* [SÉRIE D'EXERCICES]:
1. D'après l'extrait sur le drainage respiratoire, quel est le rôle principal et le plus vital évoqué au début ?
2. Indiquez si chacune des affirmations suivantes concorde avec l'extrait sur le drainage respiratoire, en répondant par oui ou non et en citant les mots décisifs de l'extrait. (a) En période épidémique, ce rôle est particulièrement risqué. (b) L'image des bouteilles de Destop inclut un bouchon de sécurité. (c) La vigie requin se pratique à l'intérieur des lagons réunionnais.
3. Poursuivez l'extrait sur le drainage respiratoire à partir de sa dernière phrase.

Leur rôle principal, et le plus vital, est de maintenir la fonction respiratoire la plus normale possible, et d’assurer le bon drainage de sécrétions pulmonaires de nos patients les plus en difficulté. Un peu comme une armée de bouteilles de Destop pour glaires bronchiques coincées, mais avec des mains, un pH neutre et sans bouchon de sécurité pour les ouvrir.

 

En période épidémique, ce rôle est non seulement d’une importance capitale, mais est en plus particulièrement risqué. Genre vigie requin en fin de ramadan pour squales boulimiques. Pour ceux qui se poseraient la question, « vigie requin » est un job assez cool, qui consiste à aller plonger au-delà en pleine mer, au-delà des limites des lagons réunionnais, pour compter les dents de la mer qui trainent leurs nageoires dans le secteur et en informer les zautorités compétentes.

 

Mais je diverge (« verge »).

* [SECTION DES DONNÉES]:
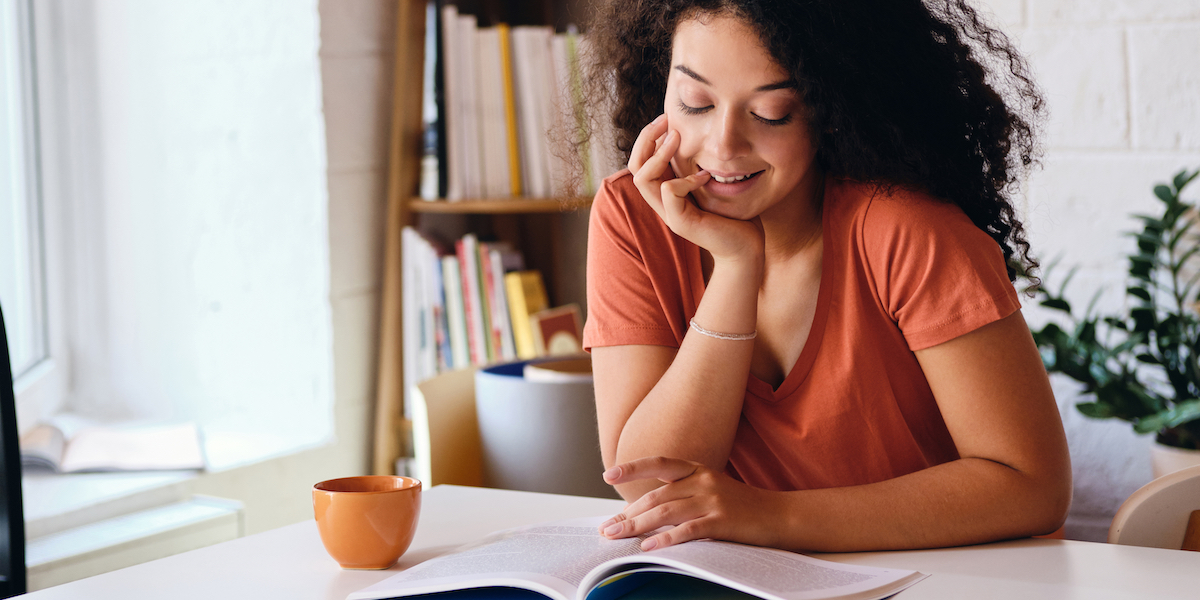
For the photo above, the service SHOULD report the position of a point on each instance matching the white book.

* [VOS RÉPONSES ÉCRITES]:
1. Maintenir la fonction respiratoire la plus normale possible et assurer le bon drainage des sécrétions pulmonaires des patients les plus en difficulté.

2.
(a) Oui : « est en plus particulièrement risqué ».
(b) Non : « sans bouchon de sécurité pour les ouvrir ».
(c) Non : « au-delà des limites des lagons réunionnais ».

3.
Le job de nos kinés est donc particulièrement exposant, car il consiste à encourager nos patients à tousser et à dégager leurs voies aériennes, alors que même que notre obsession actuelle est de nous tenir le plus loin possible des expectorants hospitalisés dans notre service. Et bien eux ils y vont, ils montent au créneau, soldats intrépides sous la pluie de nano-postillons chargés de virus en parkas et chaussettes à pois. En d’autres temps et d’autres contrées, on aurait pu leur proposer de mettre une ceinture de C4 avant d’aller faire leurs courses du samedi aprèm au centre commercial, qu’ils auraient été partants !

 

En dehors de se faire arroser de particules virales et d’assurer la fluidité du trafic bronchique, nos amis kinés ont également la réputation d’être d’exceptionnels chaperons. Ce sont eux qui ont la lourde tâche de remettre nos patients debout, et de leur ré-apprendre à faire quelques pas d’abord, avant d’aller fièrement parader dans les couloirs d’unité.

 

Un tour de service, c’est en bonne voie.

Deux tours, c’est bientôt la rééduc.

Trois tours, mais qu’est ce que vous foutez encore là, vous êtes plus en forme que le médecin qui finit sa garde ?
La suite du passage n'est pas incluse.